- _Requirements_
Rewrite the material below with "clock face" changed to "clock dial" and everything else left as it is. Leave out the pictures.

┌─ Records for the task

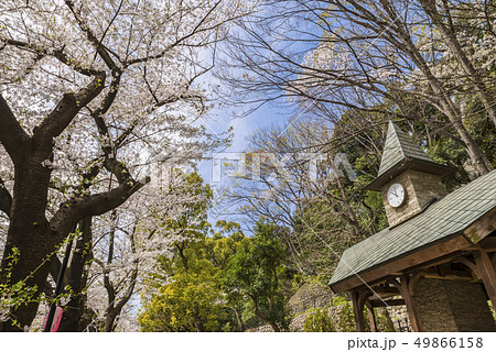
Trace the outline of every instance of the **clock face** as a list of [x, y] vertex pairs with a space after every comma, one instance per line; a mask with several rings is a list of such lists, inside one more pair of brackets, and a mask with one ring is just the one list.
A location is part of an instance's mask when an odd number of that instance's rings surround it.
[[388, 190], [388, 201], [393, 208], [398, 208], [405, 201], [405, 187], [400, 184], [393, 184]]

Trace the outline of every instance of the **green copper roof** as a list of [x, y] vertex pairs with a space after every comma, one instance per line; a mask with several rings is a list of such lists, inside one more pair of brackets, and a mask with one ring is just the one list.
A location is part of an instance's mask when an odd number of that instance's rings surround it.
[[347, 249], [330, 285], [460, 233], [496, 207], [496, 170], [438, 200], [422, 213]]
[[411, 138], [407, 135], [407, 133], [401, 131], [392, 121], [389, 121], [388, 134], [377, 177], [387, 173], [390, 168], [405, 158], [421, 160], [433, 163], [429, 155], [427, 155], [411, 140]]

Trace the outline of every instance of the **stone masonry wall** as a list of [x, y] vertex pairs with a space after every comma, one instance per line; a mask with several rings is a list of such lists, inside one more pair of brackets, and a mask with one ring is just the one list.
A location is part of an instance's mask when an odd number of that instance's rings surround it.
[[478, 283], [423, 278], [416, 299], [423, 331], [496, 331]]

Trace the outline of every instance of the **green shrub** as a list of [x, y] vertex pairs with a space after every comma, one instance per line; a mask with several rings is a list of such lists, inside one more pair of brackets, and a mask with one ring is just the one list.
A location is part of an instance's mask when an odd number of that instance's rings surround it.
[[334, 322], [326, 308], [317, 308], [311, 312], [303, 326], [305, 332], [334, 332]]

└─

- _Solution to this task_
Trace the outline of every instance of the **clock dial** as a list of [x, y] vertex pairs with a space after every comma, one instance per line; a mask with several rings is a list of such lists, inside one more pair of brackets, and a mask with one ring is just the one list.
A location is part of an instance's mask when an odd number of that instance's rings surround it.
[[388, 190], [388, 201], [393, 208], [398, 208], [405, 201], [405, 187], [400, 184], [393, 184]]

Trace the outline of every instance of the **green copper roof** as a list of [x, y] vertex pairs with a space after every comma, one instance per line; a mask with several rings is a list of such lists, inside one more pair of brackets, and a mask with one ring is just the one list.
A location is part of an instance's mask when an odd number of that instance's rings surround it.
[[347, 249], [330, 285], [460, 233], [496, 207], [496, 170], [438, 200], [422, 213]]
[[411, 138], [407, 135], [407, 133], [401, 131], [392, 121], [389, 121], [388, 134], [377, 177], [387, 173], [390, 168], [405, 158], [421, 160], [433, 163], [429, 155], [427, 155], [411, 140]]

Trace the outline of every instance of the **stone masonry wall** as a list of [x, y] vertex pairs with a space after every comma, one instance per line; a mask with several rings is a list of such lists, inside one more pair of brackets, and a mask with one ring is just the one list.
A location is part of an instance's mask when an odd number of that instance's rings surround it.
[[478, 283], [423, 278], [416, 299], [423, 331], [496, 331]]

Trace the outline of every instance of the **green shrub** as a list of [x, y] vertex pairs with a space after every comma, one instance per line; a mask with several rings is a list of such lists, inside one more pair of brackets, and a mask with one ring is just the one list.
A location is part of an instance's mask when an odd number of that instance's rings surround it.
[[334, 322], [326, 308], [317, 308], [311, 312], [303, 326], [305, 332], [334, 332]]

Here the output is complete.